» **EXERCISE INPUTS**:
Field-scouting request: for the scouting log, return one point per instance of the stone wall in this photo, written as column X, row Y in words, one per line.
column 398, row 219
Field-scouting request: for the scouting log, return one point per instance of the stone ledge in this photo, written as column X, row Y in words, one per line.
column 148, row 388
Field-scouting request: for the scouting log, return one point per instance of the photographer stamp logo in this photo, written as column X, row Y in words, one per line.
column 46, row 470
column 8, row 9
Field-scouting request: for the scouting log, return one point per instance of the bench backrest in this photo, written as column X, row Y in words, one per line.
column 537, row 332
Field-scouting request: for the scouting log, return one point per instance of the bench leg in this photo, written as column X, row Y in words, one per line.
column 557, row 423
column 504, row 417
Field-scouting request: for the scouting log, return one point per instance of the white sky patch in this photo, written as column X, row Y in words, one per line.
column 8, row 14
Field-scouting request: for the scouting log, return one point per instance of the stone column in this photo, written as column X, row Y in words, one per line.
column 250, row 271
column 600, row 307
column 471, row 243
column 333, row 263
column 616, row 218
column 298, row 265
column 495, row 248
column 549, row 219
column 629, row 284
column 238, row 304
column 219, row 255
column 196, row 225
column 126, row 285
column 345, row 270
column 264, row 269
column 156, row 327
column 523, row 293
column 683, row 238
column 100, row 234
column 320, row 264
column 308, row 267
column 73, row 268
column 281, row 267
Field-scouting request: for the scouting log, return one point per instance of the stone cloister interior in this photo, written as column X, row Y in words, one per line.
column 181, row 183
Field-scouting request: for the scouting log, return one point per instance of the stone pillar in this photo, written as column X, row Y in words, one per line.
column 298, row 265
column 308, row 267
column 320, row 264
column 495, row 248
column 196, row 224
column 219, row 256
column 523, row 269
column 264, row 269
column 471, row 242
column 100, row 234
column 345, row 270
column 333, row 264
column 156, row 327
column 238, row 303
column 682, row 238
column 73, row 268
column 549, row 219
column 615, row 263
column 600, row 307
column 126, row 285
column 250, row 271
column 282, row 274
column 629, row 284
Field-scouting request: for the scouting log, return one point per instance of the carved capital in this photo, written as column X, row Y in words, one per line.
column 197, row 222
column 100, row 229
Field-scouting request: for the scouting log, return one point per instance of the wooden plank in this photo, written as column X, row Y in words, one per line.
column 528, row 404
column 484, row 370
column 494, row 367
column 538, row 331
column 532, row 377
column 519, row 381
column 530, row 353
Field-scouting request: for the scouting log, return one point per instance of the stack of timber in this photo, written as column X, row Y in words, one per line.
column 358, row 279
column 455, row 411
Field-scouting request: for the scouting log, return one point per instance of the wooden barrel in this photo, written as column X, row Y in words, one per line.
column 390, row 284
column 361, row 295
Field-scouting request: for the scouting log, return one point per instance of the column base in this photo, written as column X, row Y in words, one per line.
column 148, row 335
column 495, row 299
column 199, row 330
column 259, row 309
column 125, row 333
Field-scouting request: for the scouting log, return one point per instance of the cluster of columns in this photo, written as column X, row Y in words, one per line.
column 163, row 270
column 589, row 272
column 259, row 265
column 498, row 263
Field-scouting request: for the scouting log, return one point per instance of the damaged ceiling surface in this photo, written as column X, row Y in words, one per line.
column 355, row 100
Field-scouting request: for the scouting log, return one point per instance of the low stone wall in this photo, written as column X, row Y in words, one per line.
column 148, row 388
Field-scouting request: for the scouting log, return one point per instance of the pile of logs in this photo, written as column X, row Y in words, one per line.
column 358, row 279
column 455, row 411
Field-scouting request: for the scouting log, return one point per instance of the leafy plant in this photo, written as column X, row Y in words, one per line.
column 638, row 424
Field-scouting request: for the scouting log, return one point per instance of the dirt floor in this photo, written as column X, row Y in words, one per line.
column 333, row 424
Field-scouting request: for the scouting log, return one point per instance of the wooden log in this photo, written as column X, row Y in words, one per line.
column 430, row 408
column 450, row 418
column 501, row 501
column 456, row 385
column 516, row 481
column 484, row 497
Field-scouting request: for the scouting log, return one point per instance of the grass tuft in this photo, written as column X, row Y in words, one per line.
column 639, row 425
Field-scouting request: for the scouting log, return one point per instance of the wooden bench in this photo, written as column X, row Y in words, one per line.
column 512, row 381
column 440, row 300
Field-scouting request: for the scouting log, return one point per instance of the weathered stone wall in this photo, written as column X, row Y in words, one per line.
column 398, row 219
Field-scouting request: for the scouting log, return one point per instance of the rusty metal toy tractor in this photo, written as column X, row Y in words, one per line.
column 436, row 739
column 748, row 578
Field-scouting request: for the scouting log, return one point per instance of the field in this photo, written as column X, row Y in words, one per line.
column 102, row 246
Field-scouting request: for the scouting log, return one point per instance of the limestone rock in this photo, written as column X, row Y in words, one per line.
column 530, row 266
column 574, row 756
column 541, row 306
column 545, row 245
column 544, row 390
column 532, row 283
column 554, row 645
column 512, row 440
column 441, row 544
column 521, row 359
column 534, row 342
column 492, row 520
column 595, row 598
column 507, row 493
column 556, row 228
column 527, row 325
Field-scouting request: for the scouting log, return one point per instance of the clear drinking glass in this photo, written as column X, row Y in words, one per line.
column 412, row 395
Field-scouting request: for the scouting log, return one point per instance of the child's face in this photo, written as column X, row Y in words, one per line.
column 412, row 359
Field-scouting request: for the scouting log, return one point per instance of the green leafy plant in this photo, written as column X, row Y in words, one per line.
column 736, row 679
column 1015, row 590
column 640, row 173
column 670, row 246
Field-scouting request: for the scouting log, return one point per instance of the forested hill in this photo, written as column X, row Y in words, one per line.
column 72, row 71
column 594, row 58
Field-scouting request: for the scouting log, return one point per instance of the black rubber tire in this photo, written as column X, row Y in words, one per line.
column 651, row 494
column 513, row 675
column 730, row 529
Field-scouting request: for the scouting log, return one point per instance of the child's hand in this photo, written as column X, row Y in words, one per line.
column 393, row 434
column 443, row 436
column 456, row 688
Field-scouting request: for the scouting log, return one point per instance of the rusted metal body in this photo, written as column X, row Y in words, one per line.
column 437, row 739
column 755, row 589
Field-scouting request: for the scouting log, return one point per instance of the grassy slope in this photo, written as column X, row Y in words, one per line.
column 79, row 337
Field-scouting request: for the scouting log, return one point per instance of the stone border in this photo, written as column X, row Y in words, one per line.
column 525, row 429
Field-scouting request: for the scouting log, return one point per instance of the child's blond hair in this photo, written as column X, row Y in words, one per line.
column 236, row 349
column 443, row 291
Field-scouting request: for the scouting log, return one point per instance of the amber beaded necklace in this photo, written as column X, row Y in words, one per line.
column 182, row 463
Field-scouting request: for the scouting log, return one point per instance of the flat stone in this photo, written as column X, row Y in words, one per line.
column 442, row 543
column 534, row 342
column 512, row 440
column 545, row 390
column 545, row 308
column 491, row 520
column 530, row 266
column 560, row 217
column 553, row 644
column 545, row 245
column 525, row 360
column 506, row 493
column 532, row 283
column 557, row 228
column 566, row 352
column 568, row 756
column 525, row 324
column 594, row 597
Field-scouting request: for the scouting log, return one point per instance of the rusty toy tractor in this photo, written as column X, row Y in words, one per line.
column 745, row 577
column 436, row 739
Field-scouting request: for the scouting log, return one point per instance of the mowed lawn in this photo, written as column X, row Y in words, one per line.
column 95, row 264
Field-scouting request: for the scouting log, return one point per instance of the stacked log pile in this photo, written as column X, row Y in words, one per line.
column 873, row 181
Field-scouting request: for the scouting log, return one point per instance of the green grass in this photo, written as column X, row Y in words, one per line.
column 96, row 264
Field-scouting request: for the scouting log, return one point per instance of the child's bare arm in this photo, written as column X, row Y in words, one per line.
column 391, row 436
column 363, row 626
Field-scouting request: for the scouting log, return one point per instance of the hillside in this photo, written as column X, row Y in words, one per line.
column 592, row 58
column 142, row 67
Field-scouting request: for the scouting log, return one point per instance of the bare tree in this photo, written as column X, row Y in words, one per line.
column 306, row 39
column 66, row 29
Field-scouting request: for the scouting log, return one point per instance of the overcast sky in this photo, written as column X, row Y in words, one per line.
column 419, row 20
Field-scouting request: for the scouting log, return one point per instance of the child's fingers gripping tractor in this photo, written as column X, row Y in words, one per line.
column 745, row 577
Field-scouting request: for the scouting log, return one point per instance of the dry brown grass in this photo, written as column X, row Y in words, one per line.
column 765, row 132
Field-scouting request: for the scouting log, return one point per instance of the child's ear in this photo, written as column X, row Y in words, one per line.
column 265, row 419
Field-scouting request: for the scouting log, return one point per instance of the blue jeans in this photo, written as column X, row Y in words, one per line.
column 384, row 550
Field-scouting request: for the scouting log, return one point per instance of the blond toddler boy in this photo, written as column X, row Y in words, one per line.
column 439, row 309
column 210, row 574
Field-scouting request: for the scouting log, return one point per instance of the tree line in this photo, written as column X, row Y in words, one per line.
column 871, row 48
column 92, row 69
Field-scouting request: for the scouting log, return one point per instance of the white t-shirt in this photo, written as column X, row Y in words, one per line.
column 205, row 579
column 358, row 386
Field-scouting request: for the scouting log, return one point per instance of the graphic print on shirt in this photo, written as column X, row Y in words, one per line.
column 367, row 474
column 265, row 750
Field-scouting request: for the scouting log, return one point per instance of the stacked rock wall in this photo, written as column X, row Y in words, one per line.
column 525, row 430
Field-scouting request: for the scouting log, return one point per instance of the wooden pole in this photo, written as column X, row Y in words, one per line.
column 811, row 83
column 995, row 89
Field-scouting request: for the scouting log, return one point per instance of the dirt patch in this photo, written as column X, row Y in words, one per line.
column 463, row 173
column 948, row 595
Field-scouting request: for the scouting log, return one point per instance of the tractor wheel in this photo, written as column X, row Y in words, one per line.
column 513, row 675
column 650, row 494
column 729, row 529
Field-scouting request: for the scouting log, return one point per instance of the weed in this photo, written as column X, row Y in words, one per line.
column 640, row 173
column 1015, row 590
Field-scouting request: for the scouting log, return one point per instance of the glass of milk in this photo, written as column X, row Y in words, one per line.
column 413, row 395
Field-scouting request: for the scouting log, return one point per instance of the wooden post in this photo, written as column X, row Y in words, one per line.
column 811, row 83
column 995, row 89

» **WRITTEN INSTRUCTION**:
Using the material above, reproduce exactly the line that contains "of the weed" and all lines after it through the last one, and only those.

» **RESPONSE TO THIS EXERCISE**:
Field-scouting request: for the scouting log, return one point per instance of the weed in this photo, written as column X, row Y in words, one per line.
column 640, row 173
column 1015, row 590
Field-scouting request: for the scouting log, return one point per instance of the glass of milk in this photo, written as column X, row Y in words, one per line.
column 413, row 395
Field-scouting request: for the scouting log, return one point per instance of the wooden post in this photo, written as column X, row Y in words, one per line.
column 811, row 83
column 995, row 89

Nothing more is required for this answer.